Wastewater testing provides an objective, standardised way of assessing levels of drug usage, and that has manifold benefits, writes Brent Gilpin of ESR.
There are suggestions from time to time that wastewater drug testing is an erosion of our civil liberties and freedoms, as if we’ve unwittingly dropped our trousers and given our “information” to the national database without giving our consent.
I’ve seen wastewater testing compared to camera surveillance, to work drug testing, and to consumer behaviour tracking.
However, it is clearly very different from those activities, all of which target individuals, and collect data, which can be traced back to named individuals.
Wastewater drug testing is community level evaluation, where no individual can be identified, and drug usage represents average usage of thousands of people contributing to a sewer.
The value of the current wastewater testing programme is that it provides an objective, standardised way of assessing levels of drug usage in New Zealand. The initial results from the first three months of the national wastewater testing programme covering about 80% of the population were released recently. Those results showed drug usage is a nationwide issue with patterns of drug usage differing around the country.
However, the real value of this type of testing is going to be in assessing the impact of interventions or changes in government policy. What effect will potential changes to our cannabis laws, in terms of medicinal marijuana, decriminalisation, legalisation, or greater discretion by police in pursuing drug related prosecutions have on overall usage of various drugs? Will we see an increase or decrease in the use of different types of drugs, or no change at all? For police and customs what impact do seizures, and drug busts have on usage? Is there a significant reduction in use, a change in usage (in some cases to potentially more harmful drugs) or does the drug stockpile and supply chain keep usage levels largely unchanged? In conjunction with other measures, it is hard to see a more objective and unbiased approach than the testing of our wastewater.
The drugs in sewage information are also useful for health agencies to assess the effectiveness of their drug abuse prevention activities and the resources required for drug treatment or rehabilitation. Clearly, the information so far demonstrates that illicit drugs are not just a big city problem. Ensuring regions receive sufficient specialist resourcing in hospitals and in support services should be a priority.

Task.
Answer these questions from the wastewater testing article:
1. About what share of the population did the first three months of the national wastewater testing program cover?
2. To which three activities has the writer seen wastewater testing compared?
3. What does the article say should be a priority for the regions?

Referring expression pointing data
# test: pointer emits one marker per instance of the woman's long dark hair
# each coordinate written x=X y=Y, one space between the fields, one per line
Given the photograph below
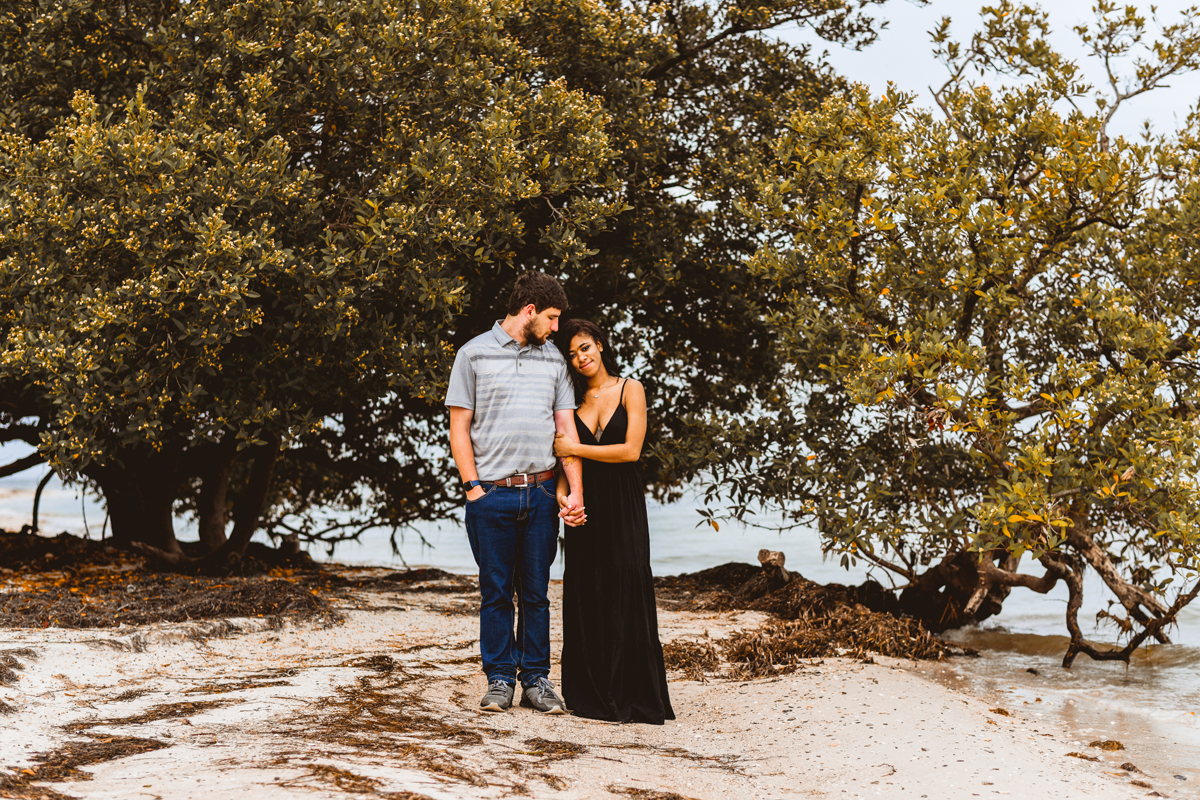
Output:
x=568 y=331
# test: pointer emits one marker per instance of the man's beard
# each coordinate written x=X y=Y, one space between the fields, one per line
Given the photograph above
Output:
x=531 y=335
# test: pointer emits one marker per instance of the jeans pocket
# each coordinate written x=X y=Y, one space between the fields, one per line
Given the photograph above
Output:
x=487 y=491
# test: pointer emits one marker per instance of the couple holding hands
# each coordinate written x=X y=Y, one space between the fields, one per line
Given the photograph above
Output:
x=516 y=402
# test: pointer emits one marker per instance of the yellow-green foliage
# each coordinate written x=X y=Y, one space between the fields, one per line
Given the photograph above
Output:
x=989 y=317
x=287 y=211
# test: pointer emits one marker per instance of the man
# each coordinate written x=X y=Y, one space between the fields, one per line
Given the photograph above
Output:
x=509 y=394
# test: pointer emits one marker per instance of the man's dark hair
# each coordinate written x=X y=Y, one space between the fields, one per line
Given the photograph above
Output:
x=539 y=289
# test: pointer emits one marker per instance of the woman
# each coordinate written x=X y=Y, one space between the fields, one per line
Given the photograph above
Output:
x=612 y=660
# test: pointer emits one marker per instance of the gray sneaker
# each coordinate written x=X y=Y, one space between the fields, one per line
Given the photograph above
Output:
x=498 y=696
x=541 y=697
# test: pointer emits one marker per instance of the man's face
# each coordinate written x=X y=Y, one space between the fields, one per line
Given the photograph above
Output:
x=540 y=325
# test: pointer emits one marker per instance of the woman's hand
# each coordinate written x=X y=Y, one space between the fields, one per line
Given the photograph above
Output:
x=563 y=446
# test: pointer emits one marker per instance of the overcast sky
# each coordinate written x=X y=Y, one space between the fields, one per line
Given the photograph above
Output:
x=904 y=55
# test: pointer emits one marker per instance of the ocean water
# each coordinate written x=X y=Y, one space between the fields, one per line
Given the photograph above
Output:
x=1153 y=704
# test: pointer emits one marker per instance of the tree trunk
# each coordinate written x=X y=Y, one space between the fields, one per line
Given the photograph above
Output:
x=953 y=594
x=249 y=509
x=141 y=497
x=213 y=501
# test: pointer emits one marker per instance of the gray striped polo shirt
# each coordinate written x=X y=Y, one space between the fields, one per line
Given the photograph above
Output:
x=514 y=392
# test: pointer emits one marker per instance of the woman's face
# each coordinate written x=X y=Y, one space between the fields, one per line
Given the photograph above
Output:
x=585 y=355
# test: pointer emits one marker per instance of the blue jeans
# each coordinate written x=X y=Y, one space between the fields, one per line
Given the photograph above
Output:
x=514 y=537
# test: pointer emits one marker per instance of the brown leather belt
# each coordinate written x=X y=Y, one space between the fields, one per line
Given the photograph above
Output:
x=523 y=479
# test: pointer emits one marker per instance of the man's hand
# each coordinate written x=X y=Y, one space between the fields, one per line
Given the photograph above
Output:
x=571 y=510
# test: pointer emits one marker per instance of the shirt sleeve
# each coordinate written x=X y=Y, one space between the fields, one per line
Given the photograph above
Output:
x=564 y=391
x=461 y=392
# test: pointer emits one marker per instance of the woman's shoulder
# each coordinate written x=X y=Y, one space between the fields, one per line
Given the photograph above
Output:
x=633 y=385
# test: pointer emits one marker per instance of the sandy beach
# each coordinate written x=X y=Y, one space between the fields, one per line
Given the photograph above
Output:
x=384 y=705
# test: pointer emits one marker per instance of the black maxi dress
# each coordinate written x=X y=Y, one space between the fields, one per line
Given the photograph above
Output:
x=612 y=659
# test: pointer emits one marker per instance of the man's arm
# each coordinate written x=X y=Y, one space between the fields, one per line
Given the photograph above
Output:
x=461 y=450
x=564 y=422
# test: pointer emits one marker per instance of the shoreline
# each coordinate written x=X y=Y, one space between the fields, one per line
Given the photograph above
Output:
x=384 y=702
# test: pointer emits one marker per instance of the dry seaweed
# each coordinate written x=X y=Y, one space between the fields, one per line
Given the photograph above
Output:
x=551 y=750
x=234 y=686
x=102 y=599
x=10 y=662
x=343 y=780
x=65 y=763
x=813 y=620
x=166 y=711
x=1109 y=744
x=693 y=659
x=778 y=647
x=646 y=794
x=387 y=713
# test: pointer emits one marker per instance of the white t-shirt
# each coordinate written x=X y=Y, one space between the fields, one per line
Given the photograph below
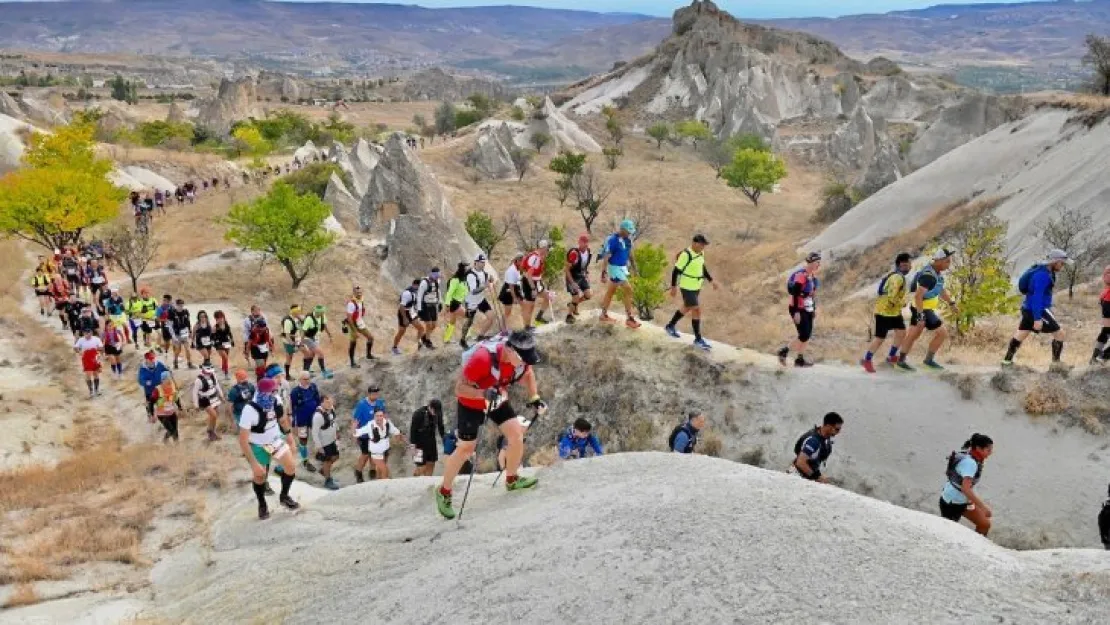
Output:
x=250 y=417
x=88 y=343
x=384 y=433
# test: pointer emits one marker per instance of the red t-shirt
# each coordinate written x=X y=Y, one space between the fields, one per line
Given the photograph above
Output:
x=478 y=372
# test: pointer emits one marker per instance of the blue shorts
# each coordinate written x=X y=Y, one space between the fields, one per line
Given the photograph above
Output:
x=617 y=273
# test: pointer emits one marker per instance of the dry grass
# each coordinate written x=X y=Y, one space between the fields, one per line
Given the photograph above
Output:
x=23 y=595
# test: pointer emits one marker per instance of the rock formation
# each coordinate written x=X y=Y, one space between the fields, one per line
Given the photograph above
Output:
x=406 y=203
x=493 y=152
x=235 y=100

Task response.
1. About 80% of the population.
2. Camera surveillance, work drug testing, and consumer behavior tracking.
3. Ensuring that regions receive sufficient specialist resourcing in hospitals and in support services.